[start Supplied records]

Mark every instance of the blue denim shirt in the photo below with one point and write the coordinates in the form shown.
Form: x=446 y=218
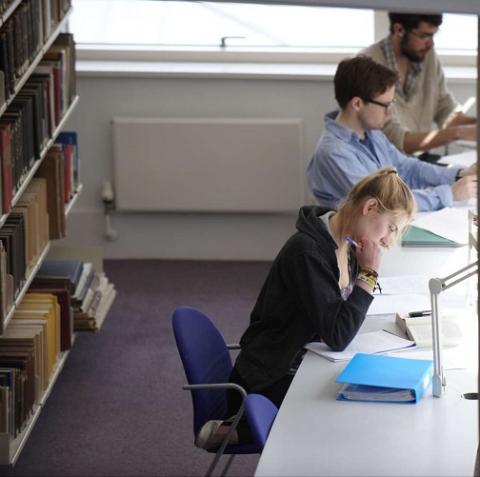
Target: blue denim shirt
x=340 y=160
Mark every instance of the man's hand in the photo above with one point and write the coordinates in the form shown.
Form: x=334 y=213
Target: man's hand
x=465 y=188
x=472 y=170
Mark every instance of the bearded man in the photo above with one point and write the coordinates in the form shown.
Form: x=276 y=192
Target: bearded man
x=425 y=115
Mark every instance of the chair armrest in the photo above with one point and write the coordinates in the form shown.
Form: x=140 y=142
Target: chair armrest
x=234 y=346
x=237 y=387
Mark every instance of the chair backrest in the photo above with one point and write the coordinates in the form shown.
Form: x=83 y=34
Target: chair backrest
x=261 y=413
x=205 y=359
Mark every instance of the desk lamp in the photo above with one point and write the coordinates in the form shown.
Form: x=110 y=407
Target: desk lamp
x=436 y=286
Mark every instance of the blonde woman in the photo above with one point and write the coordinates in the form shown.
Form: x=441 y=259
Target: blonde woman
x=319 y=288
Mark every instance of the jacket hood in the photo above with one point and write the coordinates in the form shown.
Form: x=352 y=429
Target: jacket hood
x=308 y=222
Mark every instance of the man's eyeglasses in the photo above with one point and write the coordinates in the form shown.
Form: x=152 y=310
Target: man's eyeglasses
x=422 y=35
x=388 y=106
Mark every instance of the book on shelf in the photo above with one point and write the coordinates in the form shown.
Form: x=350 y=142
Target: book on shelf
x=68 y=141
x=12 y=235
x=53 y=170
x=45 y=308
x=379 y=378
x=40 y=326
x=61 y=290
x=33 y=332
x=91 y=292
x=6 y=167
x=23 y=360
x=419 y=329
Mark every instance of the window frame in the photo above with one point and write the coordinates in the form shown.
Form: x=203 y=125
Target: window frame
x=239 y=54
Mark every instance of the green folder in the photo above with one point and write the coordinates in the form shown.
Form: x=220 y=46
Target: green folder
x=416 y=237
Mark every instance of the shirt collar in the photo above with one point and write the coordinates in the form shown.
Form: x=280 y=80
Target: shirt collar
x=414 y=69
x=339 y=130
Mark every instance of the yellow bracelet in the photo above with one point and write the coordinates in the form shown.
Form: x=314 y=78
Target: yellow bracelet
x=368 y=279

[end Supplied records]
[start Supplied records]

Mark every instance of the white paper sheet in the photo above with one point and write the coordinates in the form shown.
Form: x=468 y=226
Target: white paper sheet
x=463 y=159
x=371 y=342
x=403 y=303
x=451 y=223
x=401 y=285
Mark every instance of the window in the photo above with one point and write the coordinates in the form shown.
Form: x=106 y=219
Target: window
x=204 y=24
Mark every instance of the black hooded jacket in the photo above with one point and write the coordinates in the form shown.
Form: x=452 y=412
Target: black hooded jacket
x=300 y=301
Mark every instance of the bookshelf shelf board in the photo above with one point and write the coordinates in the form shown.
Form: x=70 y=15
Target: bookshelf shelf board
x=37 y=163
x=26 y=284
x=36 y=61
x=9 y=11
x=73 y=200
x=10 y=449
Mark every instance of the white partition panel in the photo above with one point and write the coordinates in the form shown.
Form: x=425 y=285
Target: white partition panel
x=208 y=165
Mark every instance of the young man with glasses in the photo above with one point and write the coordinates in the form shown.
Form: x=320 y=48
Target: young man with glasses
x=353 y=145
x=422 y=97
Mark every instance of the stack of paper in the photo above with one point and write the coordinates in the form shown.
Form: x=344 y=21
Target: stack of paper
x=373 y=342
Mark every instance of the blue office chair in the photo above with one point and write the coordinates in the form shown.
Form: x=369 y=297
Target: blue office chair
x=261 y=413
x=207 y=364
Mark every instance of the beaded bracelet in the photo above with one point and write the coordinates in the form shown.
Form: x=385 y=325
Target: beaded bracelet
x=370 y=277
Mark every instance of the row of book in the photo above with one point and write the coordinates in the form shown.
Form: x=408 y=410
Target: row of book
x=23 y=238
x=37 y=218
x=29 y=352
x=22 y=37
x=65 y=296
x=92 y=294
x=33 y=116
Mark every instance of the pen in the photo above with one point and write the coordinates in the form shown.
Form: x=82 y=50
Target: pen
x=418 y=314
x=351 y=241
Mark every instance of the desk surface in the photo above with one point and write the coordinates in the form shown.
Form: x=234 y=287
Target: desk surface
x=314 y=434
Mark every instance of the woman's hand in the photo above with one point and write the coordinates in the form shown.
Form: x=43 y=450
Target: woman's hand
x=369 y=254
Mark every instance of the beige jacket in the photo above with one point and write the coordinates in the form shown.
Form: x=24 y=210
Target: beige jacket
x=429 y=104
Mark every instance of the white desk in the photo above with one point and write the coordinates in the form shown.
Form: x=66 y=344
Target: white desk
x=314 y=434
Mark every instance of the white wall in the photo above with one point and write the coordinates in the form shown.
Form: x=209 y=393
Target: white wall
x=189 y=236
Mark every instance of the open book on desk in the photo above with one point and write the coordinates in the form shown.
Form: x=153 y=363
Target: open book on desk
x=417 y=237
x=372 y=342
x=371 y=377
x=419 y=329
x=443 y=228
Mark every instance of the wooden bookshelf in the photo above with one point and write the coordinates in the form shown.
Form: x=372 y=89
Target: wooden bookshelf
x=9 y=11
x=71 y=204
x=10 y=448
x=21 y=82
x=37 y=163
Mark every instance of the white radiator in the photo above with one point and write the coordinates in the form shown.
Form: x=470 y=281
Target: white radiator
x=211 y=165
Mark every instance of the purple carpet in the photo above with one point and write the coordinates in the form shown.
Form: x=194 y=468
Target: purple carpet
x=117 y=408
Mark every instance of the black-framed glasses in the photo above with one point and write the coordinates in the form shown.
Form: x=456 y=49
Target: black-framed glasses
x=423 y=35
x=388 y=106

[end Supplied records]

What is being asked. Copy out the part of the material that opens with the line containing "Mark every instance of the blue denim" and closes with the line containing "x=237 y=387", including both of those lines. Leave the pictures out of your copy.

Task answer.
Mark every instance of the blue denim shirt in the photo below with one point and write the coordinates in the form shown.
Form: x=446 y=218
Target: blue denim shirt
x=340 y=160
Mark every instance of the man's hand in the photo above with one point and write the coordinates in the form shown.
Form: x=334 y=213
Target: man's hand
x=465 y=188
x=472 y=170
Mark every instance of the bearded man in the photo above with one point and write the coordinates in the form shown.
Form: x=276 y=192
Target: bearded man
x=425 y=115
Mark every instance of the chair armrest in the photo above with one point and write the coordinates in the form shown.
Form: x=140 y=142
Target: chair armrest
x=234 y=346
x=237 y=387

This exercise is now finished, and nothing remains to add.